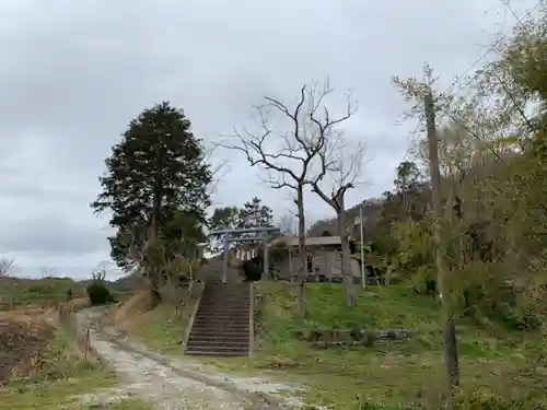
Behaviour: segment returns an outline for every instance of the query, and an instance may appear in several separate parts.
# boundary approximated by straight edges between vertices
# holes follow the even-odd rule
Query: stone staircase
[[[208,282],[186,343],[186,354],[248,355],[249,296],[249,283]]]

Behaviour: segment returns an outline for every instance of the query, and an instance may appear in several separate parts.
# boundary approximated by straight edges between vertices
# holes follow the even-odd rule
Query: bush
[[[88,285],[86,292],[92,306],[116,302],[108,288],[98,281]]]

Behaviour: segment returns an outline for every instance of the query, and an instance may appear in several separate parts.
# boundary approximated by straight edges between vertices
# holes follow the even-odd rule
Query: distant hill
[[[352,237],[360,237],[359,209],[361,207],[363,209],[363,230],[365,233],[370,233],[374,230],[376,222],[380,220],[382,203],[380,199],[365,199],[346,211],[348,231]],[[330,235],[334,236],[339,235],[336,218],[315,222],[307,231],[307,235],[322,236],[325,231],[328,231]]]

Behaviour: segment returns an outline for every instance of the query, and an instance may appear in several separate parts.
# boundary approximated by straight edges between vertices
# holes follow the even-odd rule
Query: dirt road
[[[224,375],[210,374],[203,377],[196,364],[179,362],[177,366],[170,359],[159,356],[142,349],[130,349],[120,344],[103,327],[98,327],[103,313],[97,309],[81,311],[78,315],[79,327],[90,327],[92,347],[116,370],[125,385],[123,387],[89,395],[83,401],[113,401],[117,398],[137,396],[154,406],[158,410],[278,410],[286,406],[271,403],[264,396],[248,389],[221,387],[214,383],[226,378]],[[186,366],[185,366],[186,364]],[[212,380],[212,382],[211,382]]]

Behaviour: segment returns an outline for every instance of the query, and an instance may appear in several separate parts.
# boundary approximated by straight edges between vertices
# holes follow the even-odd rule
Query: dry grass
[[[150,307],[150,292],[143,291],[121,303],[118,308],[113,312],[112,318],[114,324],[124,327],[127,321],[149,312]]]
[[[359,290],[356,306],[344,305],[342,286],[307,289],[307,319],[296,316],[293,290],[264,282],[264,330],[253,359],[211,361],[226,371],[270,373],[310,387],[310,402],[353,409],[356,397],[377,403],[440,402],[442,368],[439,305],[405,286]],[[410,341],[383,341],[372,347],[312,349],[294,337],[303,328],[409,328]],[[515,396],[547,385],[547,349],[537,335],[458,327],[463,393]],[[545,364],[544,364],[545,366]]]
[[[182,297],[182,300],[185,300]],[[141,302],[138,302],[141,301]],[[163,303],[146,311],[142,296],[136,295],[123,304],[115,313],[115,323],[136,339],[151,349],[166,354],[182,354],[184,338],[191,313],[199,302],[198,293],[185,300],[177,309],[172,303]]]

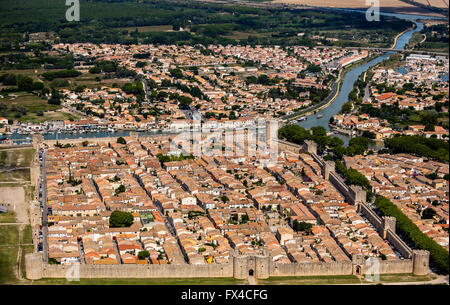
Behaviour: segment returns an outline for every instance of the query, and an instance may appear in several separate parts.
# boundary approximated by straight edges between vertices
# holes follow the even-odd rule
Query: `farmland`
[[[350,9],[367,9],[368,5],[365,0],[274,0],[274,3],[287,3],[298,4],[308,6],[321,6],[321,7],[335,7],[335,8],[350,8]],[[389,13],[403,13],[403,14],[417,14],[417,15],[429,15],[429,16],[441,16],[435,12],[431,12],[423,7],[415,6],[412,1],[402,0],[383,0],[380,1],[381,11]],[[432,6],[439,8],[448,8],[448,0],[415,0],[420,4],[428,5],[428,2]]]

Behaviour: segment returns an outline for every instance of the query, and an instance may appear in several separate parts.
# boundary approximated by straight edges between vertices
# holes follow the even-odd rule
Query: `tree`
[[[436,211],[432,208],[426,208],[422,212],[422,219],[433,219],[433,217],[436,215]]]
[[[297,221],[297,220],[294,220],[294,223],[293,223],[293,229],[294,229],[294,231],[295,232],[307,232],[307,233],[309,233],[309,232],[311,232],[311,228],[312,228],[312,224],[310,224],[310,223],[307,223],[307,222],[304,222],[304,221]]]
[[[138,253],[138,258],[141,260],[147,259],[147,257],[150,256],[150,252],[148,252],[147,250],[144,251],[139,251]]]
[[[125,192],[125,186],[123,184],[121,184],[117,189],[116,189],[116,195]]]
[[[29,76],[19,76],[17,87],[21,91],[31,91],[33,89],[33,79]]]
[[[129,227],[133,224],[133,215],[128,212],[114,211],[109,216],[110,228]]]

*Your task*:
Write out all of the lines above word for word, but leave the pictures out.

*Finished answer*:
Behaviour: segment returns an outline for every instance of the query, and an instance may appear in several separate parts.
# boundary approximated by straight edges between vertices
# holes follow the even-odd rule
Query: stone staircase
[[[208,282],[186,343],[186,354],[248,355],[249,296],[249,283]]]

Behaviour: segment returns an outline for every instance of the query, and an instance may appear in several separate parts.
# boundary approximated by straight edges between vertices
# holes follow the even-odd rule
Query: bush
[[[88,285],[86,292],[92,306],[116,302],[108,288],[98,281]]]

Behaviour: segment returns an outline for every instance of the query, and an instance may appear in several separate parts.
# boundary approximated by straight edges between vertices
# holes follow the even-odd rule
Query: distant hill
[[[352,237],[360,237],[359,209],[361,207],[363,209],[363,230],[365,233],[370,233],[374,230],[376,222],[380,220],[382,203],[380,199],[365,199],[346,211],[348,231]],[[330,235],[334,236],[339,235],[336,218],[315,222],[307,231],[307,235],[322,236],[325,231],[328,231]]]

Behaviour: segment returns an outline for every instance of the query, and an instance may appear in several separate parts.
# boundary approximated by straight edges between vertices
# holes follow the even-odd rule
Query: dirt road
[[[224,375],[210,374],[203,377],[196,364],[179,362],[177,366],[170,359],[159,356],[142,349],[130,349],[120,344],[103,327],[98,327],[103,313],[97,309],[81,311],[78,315],[79,327],[90,327],[92,347],[116,370],[125,385],[123,387],[89,395],[83,401],[113,401],[117,398],[137,396],[154,406],[158,410],[278,410],[286,406],[271,403],[264,396],[248,389],[221,387],[214,383],[226,378]],[[186,366],[185,366],[186,364]],[[212,380],[212,382],[211,382]]]

Behaviour: segment returns an outline for every instance of the query, and an instance may appear in several separate parts.
# boundary approximated by straight edges between vertices
# holes follow the even-odd rule
Query: dry grass
[[[150,307],[150,292],[143,291],[121,303],[118,308],[113,312],[112,318],[114,324],[124,327],[127,321],[149,312]]]
[[[359,290],[356,306],[344,305],[342,286],[307,289],[307,319],[296,316],[293,290],[264,282],[264,330],[253,359],[211,361],[226,371],[270,373],[310,387],[310,402],[353,409],[356,397],[377,403],[440,402],[442,368],[439,305],[405,286]],[[410,341],[383,341],[372,347],[312,349],[294,337],[303,328],[409,328]],[[515,396],[547,385],[547,349],[537,335],[458,327],[463,393]],[[545,364],[544,364],[545,366]]]
[[[182,297],[182,300],[185,300]],[[141,302],[138,302],[141,301]],[[163,303],[146,311],[142,296],[136,295],[123,304],[115,313],[115,323],[136,339],[151,349],[166,354],[182,354],[184,338],[191,313],[199,302],[198,293],[185,300],[177,309],[172,303]]]

Behaviour: segment returns an outline for every instance of the query, and an instance may appear in several separate parts.
# boundary approximated by straight edges between vertices
# holes follow the even-odd rule
Query: `farmland`
[[[350,9],[367,9],[368,5],[365,0],[274,0],[274,3],[287,3],[298,4],[308,6],[321,6],[321,7],[335,7],[335,8],[350,8]],[[389,13],[403,13],[403,14],[417,14],[417,15],[429,15],[429,16],[441,16],[435,12],[431,12],[423,7],[415,6],[412,1],[402,0],[383,0],[380,1],[381,11]],[[432,6],[439,8],[448,8],[448,0],[415,0],[420,4],[428,5],[428,2]]]

Behaviour: segment returns an outline for every instance of the query, and an instance may appear in several separate parts.
# boundary approximated by straight edges between vertices
# holes follow the even-odd rule
Query: `tree`
[[[436,211],[432,208],[426,208],[422,212],[422,219],[433,219],[433,217],[436,215]]]
[[[297,221],[297,220],[294,220],[294,223],[293,223],[293,229],[294,229],[294,231],[295,232],[307,232],[307,233],[309,233],[309,232],[311,232],[311,228],[312,228],[312,224],[310,224],[310,223],[307,223],[307,222],[304,222],[304,221]]]
[[[138,253],[138,258],[141,260],[147,259],[147,257],[150,256],[150,252],[148,252],[147,250],[144,251],[139,251]]]
[[[125,192],[125,186],[123,184],[121,184],[117,189],[116,189],[116,195]]]
[[[29,76],[19,76],[17,87],[21,91],[31,91],[33,89],[33,79]]]
[[[129,227],[133,224],[133,215],[128,212],[114,211],[109,216],[110,228]]]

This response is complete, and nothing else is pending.